# Information shown
----------------
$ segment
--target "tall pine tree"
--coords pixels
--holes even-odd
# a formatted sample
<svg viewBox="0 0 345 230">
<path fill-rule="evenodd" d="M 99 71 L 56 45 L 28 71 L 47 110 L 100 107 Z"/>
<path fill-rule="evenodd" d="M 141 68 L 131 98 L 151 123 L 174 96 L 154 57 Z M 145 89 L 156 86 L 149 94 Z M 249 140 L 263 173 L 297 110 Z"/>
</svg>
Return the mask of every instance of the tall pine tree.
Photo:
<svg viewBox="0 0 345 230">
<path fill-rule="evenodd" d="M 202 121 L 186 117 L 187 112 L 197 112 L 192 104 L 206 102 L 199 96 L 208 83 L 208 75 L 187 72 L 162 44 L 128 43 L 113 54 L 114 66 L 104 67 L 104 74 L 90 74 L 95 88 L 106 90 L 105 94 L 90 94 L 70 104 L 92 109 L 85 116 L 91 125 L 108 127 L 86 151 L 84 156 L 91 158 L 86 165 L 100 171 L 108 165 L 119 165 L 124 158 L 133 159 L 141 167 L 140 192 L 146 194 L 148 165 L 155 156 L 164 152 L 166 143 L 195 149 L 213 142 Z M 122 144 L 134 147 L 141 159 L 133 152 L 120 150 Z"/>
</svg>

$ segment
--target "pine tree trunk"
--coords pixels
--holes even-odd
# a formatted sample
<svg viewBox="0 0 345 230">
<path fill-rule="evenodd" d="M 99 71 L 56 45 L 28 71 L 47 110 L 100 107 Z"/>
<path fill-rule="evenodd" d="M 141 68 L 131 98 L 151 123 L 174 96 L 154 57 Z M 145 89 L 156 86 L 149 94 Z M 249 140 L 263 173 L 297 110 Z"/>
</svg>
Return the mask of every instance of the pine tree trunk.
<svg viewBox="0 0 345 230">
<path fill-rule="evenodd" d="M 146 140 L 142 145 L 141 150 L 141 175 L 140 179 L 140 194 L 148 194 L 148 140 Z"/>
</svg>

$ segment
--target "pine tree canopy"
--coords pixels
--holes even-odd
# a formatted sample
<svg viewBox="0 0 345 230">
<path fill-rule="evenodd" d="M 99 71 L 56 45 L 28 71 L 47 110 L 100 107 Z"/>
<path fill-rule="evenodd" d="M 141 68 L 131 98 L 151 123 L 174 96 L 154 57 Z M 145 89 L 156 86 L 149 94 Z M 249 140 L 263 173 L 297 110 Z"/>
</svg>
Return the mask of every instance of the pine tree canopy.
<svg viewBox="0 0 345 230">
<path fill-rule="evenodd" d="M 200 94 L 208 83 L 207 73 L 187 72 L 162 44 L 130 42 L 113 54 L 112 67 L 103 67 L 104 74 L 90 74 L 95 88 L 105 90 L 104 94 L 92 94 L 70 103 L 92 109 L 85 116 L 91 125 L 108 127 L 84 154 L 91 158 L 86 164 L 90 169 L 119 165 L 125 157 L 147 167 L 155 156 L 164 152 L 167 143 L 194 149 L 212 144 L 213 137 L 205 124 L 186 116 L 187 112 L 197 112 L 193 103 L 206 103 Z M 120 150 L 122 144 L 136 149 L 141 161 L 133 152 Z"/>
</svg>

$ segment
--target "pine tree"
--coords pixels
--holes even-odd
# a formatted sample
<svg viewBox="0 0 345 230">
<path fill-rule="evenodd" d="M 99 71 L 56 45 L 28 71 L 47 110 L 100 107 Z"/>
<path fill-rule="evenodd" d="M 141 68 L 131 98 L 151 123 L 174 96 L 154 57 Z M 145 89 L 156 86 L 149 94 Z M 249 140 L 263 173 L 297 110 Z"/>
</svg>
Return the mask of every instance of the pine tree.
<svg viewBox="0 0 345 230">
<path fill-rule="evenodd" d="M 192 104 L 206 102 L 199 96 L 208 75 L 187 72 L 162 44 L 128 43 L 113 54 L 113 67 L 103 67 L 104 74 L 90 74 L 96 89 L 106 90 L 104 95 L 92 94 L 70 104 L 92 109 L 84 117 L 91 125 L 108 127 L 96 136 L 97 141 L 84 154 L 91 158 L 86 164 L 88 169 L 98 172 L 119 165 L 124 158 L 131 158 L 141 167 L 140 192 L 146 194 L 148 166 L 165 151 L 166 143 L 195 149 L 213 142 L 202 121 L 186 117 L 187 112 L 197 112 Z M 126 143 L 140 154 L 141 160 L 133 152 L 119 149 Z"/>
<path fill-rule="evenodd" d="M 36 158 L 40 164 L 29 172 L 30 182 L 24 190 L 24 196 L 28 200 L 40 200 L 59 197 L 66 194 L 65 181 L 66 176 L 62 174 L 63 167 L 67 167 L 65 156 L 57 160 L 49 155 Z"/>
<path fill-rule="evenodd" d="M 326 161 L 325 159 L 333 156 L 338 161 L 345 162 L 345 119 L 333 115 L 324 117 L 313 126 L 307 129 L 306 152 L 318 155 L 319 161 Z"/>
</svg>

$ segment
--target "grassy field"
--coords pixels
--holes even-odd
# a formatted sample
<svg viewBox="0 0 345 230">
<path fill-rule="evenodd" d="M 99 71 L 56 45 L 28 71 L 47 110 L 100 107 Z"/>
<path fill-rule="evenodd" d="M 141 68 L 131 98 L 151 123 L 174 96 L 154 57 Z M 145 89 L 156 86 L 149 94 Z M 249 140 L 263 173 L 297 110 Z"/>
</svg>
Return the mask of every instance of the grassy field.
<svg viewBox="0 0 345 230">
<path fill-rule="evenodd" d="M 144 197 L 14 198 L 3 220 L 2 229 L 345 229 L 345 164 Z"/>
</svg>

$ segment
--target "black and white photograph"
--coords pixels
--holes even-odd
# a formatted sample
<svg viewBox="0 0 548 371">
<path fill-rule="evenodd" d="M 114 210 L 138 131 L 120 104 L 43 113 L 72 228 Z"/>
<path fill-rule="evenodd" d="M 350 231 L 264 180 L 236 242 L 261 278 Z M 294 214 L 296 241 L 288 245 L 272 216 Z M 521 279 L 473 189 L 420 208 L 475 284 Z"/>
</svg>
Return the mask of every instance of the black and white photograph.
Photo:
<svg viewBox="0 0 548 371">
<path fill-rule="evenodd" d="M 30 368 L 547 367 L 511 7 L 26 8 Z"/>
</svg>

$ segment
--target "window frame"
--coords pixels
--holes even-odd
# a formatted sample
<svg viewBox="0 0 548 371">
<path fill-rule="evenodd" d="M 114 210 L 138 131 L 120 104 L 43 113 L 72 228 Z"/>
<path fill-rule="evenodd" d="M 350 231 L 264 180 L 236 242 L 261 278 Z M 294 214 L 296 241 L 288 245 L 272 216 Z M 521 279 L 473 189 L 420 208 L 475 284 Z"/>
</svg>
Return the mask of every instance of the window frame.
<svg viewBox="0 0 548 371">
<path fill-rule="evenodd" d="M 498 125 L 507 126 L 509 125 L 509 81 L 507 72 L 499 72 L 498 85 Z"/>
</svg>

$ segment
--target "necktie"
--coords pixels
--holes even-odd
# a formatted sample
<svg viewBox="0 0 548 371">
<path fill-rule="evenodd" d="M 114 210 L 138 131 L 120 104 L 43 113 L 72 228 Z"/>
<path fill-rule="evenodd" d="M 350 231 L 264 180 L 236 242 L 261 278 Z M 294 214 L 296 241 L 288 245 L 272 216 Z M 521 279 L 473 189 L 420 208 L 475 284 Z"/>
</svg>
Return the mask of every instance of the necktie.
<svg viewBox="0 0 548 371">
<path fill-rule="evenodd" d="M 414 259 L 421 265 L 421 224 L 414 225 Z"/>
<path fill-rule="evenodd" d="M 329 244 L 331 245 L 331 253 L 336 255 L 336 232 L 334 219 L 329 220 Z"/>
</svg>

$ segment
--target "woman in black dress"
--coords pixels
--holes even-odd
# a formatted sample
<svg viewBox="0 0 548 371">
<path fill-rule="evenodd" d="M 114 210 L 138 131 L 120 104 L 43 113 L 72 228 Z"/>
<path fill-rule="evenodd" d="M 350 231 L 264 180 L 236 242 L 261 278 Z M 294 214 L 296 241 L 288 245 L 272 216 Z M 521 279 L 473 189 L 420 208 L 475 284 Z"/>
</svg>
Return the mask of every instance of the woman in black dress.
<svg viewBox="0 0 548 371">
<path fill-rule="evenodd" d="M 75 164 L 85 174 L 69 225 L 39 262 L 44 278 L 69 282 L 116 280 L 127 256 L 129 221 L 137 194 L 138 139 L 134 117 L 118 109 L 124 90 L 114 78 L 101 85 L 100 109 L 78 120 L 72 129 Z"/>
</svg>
----------------
# Job
Return every line of the records that contains the string "photograph".

# Task solution
--target "black and white photograph"
Return the mask of every instance of the black and white photograph.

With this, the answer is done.